Selected extract:
---+---
Kathleen Wynne’s former cabinet colleague doesn’t mince words.

“Kathleen is all about Kathleen,” the former colleague says.  “That’s always her focus.”

One of her former fundraisers and advisors is similarly candid with this writer.  “I appreciate all the nice things you’ve been saying about me, but thought I should let you know I haven’t been involved with [Wynne] for months,” he says.  And he’s very happy to have nothing more to do with her, the former advisor says.

A former Liberal candidate, Jim Curran, is willing to let his name be used.  He is livid about Wynne’s ahistorical decision to concede defeat days before the vote, thereby consigning her candidates and caucus to political oblivion. Says Curran: “What Kathleen did to her candidates was pretty much the shittiest thing I’ve ever seen a leader do to her own, hardworking, selfless, dedicated candidates who have put their lives and families on hold for the party they believe in. It was absolutely selfish and totally disgusting.”

There are lots more stories like that, but suffice to say this: Kathleen Wynne lost.

She lost because her $70,000-a-month campaign Wizard ran the worst campaign in modern Canadian political history.  She lost because her war room was a joke – “the surrender room,” as someone said. She lost because she had no message to offer Ontario’s voters.  She lost because what messages she had – inter alia, “Sorry Not Sorry” – were juvenile and idiotic.  She lost because she thought she won in 2014 – when, in fact, Tim Hudak snatched defeat from the clichéd jaws of victory.
---+---
Records shown:
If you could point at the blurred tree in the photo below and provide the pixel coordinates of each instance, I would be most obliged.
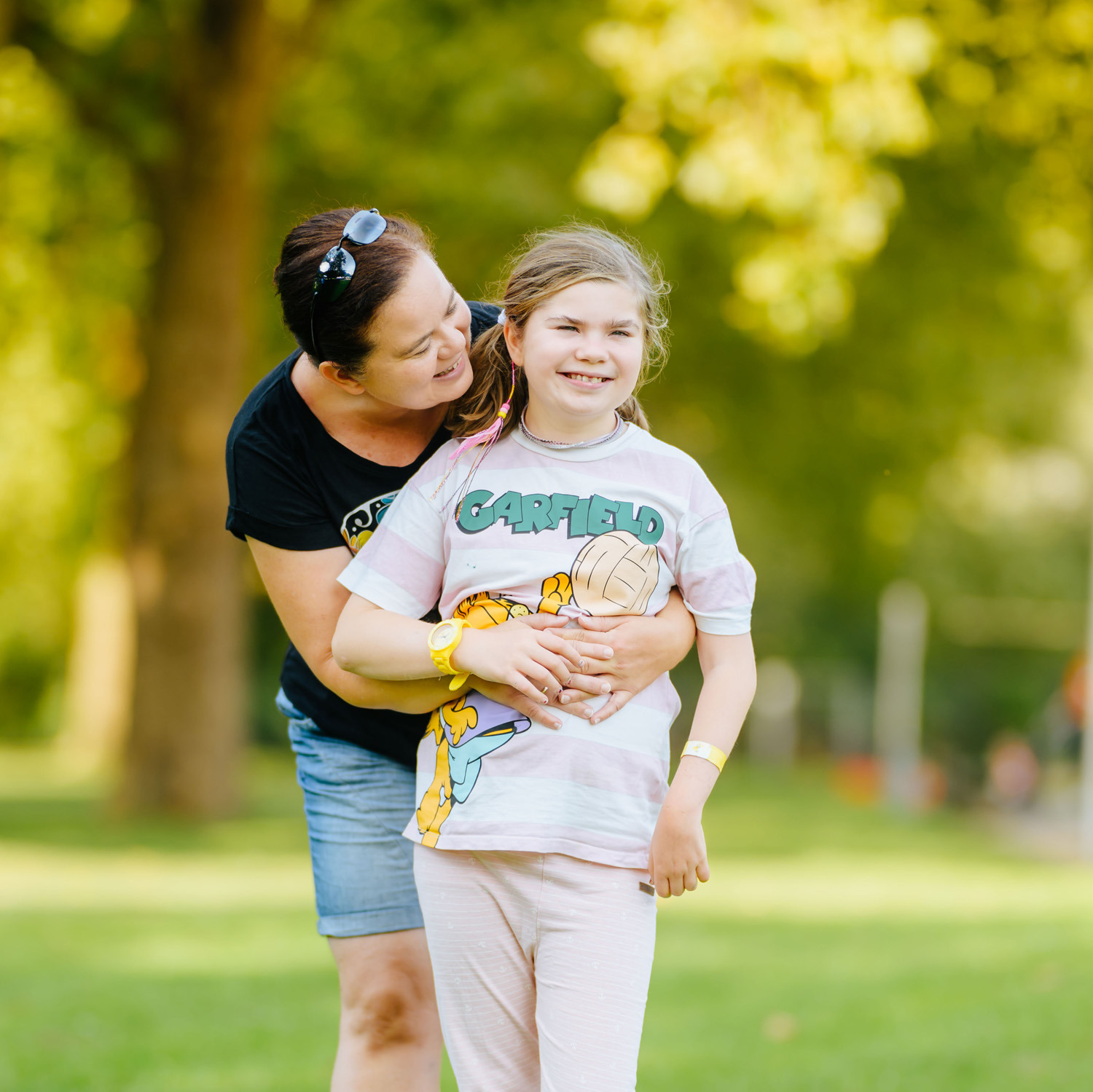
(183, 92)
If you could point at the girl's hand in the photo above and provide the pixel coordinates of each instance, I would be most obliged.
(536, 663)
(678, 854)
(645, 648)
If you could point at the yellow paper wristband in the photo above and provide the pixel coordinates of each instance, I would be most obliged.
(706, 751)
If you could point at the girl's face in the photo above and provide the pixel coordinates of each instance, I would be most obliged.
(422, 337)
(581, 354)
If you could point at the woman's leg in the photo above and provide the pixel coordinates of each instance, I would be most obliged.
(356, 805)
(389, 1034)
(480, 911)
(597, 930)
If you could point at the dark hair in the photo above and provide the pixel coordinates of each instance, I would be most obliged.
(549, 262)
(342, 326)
---+---
Do this: Reproduce the passage above about Kathleen Wynne's election loss word for word, from start to finish.

Full output:
Kathleen Wynne’s former cabinet colleague doesn’t mince words.

“Kathleen is all about Kathleen,” the former colleague says.  “That’s always her focus.”

One of her former fundraisers and advisors is similarly candid with this writer.  “I appreciate all the nice things you’ve been saying about me, but thought I should let you know I haven’t been involved with [Wynne] for months,” he says.  And he’s very happy to have nothing more to do with her, the former advisor says.

A former Liberal candidate, Jim Curran, is willing to let his name be used.  He is livid about Wynne’s ahistorical decision to concede defeat days before the vote, thereby consigning her candidates and caucus to political oblivion. Says Curran: “What Kathleen did to her candidates was pretty much the shittiest thing I’ve ever seen a leader do to her own, hardworking, selfless, dedicated candidates who have put their lives and families on hold for the party they believe in. It was absolutely selfish and totally disgusting.”

There are lots more stories like that, but suffice to say this: Kathleen Wynne lost.

She lost because her $70,000-a-month campaign Wizard ran the worst campaign in modern Canadian political history.  She lost because her war room was a joke – “the surrender room,” as someone said. She lost because she had no message to offer Ontario’s voters.  She lost because what messages she had – inter alia, “Sorry Not Sorry” – were juvenile and idiotic.  She lost because she thought she won in 2014 – when, in fact, Tim Hudak snatched defeat from the clichéd jaws of victory.